» GIVEN INSTRUCTION: Show each line from the records below that contains the word "foliage".

» RECORDS SHOWN:
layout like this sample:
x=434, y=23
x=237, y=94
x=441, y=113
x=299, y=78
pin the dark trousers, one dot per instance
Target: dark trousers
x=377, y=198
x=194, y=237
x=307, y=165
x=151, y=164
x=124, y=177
* * *
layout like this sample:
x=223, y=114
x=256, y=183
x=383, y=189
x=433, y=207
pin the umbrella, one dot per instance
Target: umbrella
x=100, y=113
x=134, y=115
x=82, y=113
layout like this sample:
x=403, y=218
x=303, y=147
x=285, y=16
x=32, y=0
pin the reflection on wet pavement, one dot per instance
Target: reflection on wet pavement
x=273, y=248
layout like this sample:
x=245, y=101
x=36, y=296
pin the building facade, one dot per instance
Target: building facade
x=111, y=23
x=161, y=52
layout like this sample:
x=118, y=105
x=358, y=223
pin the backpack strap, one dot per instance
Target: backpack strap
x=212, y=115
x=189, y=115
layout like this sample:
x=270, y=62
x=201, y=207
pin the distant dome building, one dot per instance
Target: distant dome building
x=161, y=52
==
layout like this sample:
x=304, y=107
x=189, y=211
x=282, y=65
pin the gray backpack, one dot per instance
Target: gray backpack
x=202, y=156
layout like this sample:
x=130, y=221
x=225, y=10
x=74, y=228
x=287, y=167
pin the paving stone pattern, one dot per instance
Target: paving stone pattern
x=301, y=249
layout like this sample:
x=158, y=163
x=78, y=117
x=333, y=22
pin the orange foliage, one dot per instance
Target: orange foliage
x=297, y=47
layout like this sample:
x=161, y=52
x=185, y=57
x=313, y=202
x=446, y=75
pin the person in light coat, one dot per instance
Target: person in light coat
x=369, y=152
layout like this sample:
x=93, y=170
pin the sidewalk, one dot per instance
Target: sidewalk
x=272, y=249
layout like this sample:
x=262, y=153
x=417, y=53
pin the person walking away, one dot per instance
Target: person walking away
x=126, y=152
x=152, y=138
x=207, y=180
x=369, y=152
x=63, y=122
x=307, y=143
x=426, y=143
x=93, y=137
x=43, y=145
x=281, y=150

» THE COMPLETED TASK:
pin the orange foliage, one dot per instance
Target: orange foliage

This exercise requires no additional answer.